**Data shown**
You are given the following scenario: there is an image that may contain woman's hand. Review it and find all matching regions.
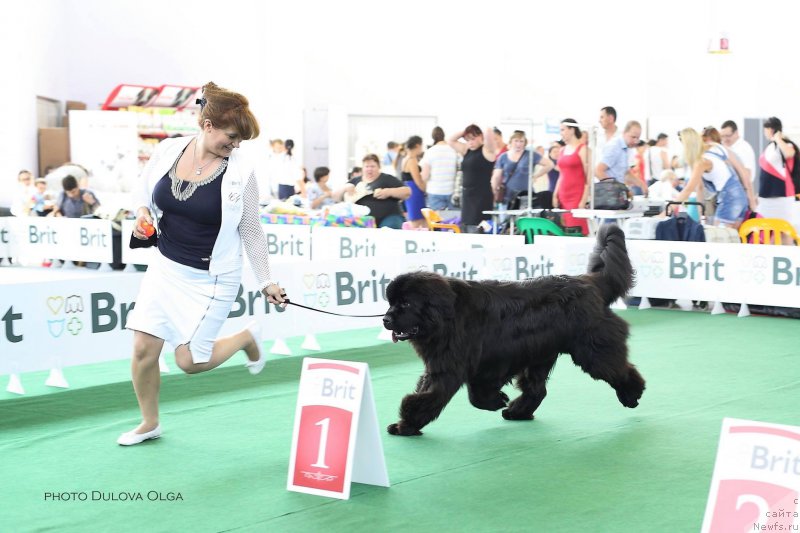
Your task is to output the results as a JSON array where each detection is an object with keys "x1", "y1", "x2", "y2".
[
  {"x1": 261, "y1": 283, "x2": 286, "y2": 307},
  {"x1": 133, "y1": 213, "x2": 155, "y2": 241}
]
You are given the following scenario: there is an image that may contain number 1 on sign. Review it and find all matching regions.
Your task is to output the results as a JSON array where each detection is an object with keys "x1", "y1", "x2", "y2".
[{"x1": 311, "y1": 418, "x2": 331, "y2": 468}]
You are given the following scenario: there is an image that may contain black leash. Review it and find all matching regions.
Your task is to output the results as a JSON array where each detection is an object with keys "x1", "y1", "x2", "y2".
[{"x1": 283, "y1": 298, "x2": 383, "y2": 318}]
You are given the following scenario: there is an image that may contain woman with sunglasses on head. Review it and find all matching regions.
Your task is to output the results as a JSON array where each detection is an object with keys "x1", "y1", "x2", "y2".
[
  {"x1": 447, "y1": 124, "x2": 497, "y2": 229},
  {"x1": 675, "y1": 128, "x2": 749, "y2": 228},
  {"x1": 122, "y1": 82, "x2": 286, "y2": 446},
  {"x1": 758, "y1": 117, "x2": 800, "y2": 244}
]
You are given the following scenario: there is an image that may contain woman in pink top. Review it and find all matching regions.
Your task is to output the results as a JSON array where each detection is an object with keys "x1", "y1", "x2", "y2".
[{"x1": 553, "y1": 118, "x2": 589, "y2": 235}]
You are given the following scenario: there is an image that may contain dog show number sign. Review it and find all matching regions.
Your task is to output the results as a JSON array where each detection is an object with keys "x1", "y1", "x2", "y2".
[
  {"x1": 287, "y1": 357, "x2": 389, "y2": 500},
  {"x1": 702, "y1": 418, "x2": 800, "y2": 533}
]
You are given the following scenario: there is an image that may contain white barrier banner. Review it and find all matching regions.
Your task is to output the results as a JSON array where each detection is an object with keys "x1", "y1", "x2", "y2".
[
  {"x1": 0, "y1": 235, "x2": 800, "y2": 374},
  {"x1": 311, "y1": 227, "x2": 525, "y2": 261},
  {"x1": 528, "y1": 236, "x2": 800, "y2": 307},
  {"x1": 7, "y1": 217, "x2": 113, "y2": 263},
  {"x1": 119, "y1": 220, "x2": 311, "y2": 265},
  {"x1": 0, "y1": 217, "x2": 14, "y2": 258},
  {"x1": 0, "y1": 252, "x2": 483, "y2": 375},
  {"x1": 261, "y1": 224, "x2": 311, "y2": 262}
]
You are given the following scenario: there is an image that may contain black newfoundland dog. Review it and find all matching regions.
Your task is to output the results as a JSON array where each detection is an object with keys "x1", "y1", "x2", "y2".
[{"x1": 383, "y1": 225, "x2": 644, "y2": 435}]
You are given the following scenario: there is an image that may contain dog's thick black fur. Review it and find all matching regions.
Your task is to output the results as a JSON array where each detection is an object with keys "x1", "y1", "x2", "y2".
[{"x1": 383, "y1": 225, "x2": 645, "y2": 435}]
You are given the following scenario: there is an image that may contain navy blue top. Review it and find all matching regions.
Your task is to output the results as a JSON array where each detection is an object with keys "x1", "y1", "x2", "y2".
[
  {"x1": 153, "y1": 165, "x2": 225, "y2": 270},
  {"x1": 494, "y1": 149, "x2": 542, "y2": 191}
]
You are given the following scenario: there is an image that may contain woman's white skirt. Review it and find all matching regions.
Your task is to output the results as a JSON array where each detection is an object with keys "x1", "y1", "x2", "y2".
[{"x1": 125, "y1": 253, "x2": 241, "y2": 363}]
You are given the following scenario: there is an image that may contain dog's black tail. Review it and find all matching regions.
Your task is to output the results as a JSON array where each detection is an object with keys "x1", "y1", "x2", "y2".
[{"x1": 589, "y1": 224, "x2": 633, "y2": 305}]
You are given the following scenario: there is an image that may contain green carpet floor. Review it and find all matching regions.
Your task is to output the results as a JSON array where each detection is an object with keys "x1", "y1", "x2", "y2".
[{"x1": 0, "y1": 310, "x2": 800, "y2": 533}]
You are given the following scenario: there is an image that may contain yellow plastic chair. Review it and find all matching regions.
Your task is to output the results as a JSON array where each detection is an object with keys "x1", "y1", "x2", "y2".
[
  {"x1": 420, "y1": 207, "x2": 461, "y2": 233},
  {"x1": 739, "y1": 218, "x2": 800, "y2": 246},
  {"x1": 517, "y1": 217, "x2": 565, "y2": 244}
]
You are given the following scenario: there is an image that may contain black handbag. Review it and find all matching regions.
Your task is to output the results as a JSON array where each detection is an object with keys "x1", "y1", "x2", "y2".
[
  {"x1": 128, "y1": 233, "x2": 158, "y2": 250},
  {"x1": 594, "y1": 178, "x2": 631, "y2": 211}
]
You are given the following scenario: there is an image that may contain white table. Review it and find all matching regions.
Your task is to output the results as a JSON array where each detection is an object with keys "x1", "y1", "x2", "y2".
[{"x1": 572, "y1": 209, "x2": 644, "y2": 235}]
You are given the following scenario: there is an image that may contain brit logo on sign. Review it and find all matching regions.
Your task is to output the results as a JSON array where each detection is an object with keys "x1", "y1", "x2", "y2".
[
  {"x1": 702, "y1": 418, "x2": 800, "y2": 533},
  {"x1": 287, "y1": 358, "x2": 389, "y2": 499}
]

**Prompt**
Transcribe the material above without any change, from the line containing "table. Review it and find all matching regions." through the end of the material.

**Answer to this problem**
You are given the following scenario: there is an image that may contain white table. Review it and find all matching regions.
Your task is to output the results as a JSON array where each detection is an object with keys "x1", "y1", "x2", "y2".
[{"x1": 572, "y1": 209, "x2": 644, "y2": 235}]
You are given the following scenario: there is an image that may contain brit logo on sign. Review it and find all matching regions.
Your task is to output the results as a JSON array where each detection is an object with keys "x1", "y1", "x2", "y2".
[
  {"x1": 702, "y1": 418, "x2": 800, "y2": 533},
  {"x1": 287, "y1": 358, "x2": 389, "y2": 499}
]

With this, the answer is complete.